- **Activity**: Could you filter the records below and keep only the lines with the word "tree"?
[[ Source material open ]]
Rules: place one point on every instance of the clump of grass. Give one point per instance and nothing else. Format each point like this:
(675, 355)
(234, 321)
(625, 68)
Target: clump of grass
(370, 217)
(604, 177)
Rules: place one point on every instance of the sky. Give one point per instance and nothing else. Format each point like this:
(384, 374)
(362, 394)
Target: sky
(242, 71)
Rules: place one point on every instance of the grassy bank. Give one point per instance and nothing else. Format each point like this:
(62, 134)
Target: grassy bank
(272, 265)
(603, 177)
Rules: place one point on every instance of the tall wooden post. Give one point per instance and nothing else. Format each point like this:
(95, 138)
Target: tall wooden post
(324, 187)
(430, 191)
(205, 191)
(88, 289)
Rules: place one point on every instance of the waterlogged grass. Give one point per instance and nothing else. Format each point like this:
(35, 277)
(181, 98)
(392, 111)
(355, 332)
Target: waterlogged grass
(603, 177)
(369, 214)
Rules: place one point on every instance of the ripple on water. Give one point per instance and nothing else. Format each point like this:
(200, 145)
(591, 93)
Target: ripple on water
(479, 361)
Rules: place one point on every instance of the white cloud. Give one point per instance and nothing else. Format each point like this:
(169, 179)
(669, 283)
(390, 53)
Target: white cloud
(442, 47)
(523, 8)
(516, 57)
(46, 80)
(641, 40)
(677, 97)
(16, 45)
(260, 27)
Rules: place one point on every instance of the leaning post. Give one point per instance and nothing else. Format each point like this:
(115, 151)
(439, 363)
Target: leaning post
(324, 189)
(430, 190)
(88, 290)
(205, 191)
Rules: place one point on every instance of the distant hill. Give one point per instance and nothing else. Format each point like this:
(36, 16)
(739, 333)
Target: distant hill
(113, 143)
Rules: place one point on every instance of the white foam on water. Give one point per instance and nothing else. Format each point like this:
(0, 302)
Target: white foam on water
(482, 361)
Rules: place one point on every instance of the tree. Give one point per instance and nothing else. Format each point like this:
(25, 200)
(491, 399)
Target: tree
[[ Source material closed ]]
- **Answer below**:
Rules: place one point on every instance of the tree. Give one point per instance and nothing else. Format each point like this:
Target: tree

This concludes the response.